「イブプロフェンの服用で心停止のリスクが31%あがる」というコペンハーゲン大学の研究結果が、「欧州心臓病ジャーナル(EHJ)」で発表された。また「ジクロフェナク(非ステロイド系抗炎症薬/NSAIDの一種)ではリスクが50%とさらに高い」とも報告されている。
欧州ではNSAIDと心不全などの関連性を示す研究結果が相次いで報告されており、市販薬の販売に厳格な規制を設けるよう求める声が、研究機関からあがっている。
「ケトロラクによるリスク発症率は83%」BMJ報告
内服薬や注射剤として出回っているNSAIDは、体内で炎症や痛み、熱を引き起こすプロスタグランジンの育成をおさえ症状を緩和する。イブプロフェン、ナプロキセン、インドメタシンなどは、日本でも処方箋なしで入手可能だ。
しかし昨年9月、英医師会雑誌「ブリティッシュ・メディカル・ジャーナル(BMJ)」が、NSAIDと心不全の関連リスクを示した報告書を発表。
2000年から2010年にわたり、英・蘭・独・伊の4カ国で1000万人のNSAID服用者からデータを収集した結果、心不全で入院した患者は9万2163人。そのうち入院最長2週間前にNSAIDを服用した患者には、19%のリスク上昇が見られたという。研究は伊ミラノ・ビコッカ大学が行った。
この際特定されたNSAIDは全7種。イブプロフェン、ジクロフェナク、インドメタシン、ナプロキセン、ケトロラク、ニメスリド、ピロキシカムだ。C0X-2阻害剤であるエトリコキシブ(アルコキシア)やロフェコキシブのリスクも指摘された。中でもケトロラクによるリスク発症率は83%と極めて高かった。
****
• _課題内容_: NSAIDと心臓へのリスクを扱った本文について、最後の文のあとに続く文章を書いてください。
****
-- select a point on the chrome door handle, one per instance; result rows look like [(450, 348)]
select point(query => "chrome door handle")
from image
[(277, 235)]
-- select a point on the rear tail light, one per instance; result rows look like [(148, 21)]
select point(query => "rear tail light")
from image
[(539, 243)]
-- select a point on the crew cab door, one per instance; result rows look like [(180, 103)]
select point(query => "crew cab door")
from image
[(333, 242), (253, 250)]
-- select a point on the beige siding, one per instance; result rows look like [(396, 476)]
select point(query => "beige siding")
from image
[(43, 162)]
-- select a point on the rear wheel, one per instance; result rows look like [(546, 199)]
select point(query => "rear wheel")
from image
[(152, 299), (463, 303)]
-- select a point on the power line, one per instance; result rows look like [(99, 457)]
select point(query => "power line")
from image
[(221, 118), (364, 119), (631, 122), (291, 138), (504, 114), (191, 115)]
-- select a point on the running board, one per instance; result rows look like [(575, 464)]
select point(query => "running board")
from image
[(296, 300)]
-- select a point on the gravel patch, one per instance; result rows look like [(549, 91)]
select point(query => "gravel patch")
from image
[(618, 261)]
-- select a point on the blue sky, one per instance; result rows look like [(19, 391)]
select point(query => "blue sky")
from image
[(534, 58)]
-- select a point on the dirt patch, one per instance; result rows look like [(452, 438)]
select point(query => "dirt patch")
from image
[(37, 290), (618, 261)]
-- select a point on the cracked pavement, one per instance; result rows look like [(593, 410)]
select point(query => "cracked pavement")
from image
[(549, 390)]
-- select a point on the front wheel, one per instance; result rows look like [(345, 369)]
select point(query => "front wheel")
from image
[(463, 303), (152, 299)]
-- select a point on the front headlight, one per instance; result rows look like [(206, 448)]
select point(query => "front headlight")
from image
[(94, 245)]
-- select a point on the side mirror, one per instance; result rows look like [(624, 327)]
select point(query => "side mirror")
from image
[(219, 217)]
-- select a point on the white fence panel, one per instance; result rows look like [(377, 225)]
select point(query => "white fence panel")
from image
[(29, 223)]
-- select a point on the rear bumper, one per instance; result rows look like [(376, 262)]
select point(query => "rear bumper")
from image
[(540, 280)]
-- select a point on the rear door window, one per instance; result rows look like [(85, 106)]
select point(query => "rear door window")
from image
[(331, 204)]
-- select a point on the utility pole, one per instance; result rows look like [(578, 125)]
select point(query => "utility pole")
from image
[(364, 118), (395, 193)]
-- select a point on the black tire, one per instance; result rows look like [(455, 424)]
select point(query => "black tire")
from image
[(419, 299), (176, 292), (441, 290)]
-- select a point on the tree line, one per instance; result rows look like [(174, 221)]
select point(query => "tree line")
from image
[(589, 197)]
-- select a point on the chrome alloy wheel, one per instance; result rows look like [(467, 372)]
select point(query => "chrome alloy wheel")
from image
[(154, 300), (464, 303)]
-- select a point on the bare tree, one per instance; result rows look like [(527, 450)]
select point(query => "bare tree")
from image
****
• _解答結果_:
「心不全患者の5割が、入院最長1カ月前にイブプロフェン服用」EHJ報告
3月15日にEHJが掲載した新たな調査結果では、2001年から2010年の期間、心不全で入院した経験のある2万8947人のデータを収集。3376人が入院する最長1カ月前にNSAIDを服用しており、そのうち51%がイブプロフェン、22%がジクロフェナクであったことが判明した。
コペンハーゲン大学は「あらゆるNSAIDの服用がリスクを31%上昇させる」と結論づけている。この報告ではナプロキセン、ロフェコキシブ、セレコキシブと心臓病の関連性は報告されていないが、調査の対象となる事例が少なかったことが原因である可能性も考えられる。
報告書を作成したグナー・ギスラソン教授は、これらの薬品が「市販品」として広く販売されていることに強い疑問を唱えている。「副作用がない・少ない」「手軽に入手できる安全な薬」といったイメージが大きな誤解であり、「処方箋のみで販売されるべき」と訴えかけている。
国によって差がある最大規定量 日本は低め
ギスラソン教授は最も危険なNSAIDはジクロフェナクであるとし、比較的リスクの低いナプロキセンについては、1日500 mg以内の規定量を守ることを勧めている。
また低用量(200 mgから400 mg)の市販薬として世界各地で販売されているイブプロフェンについては、「最大1日1200 mg厳守」を基準としている。海外では規定量を最大1800 mgと定めている国もあるが、日本の市販薬の規制はその半量である600mgだ。
しかしこれらの調査結果がNSAIDの服用自体に焦点を当てていることを考慮すると、「服用量を守っているかぎり絶対に安心」というわけでもなさそうだ。
「規定量」を守っていてもリスクを背負っているケース
実は筆者はNSAIDにひそむ危険性が立証されるにつれ、冷や汗をかいたくちである。英国で暮らす25年間で、何度も規定量を超えるNSAIDを服用した経験がある。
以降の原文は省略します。